Point-per-instance localization data:
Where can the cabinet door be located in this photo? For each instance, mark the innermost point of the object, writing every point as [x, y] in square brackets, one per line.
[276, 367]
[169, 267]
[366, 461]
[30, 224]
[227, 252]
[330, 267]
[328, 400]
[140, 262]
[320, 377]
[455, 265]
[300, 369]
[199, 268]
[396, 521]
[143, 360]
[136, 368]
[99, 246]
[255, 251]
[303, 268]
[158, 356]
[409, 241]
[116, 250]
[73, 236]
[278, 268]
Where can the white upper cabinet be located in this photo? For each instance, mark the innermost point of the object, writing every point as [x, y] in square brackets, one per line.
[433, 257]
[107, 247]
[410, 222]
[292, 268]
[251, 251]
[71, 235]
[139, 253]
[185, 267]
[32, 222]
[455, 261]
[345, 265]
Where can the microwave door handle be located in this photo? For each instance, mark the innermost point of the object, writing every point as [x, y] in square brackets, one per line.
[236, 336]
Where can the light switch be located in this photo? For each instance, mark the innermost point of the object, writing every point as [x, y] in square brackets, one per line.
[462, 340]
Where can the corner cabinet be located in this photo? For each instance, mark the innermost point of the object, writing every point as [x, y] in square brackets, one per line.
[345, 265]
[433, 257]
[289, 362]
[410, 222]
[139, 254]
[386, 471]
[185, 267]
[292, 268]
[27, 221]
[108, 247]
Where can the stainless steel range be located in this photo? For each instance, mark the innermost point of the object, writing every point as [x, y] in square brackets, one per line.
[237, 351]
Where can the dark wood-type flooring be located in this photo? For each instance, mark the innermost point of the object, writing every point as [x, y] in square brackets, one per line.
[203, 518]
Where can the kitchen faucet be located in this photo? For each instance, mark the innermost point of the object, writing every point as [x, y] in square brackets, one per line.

Aim of the task | Return the lines above, starting at the one that contains "Where can the dark" and running through the last, exactly as they appear, with no extra lines.

Written solution |
Where can the dark wood-type flooring be located in this photo? For each instance, mark the innermost point of the object, writing every point as [x, y] in square brackets, one per line.
[203, 518]
Where can the kitchen faucet be located in this photo? For each instance, mark the innermost point of the object, writing every point as [x, y] in square brackets, one per line.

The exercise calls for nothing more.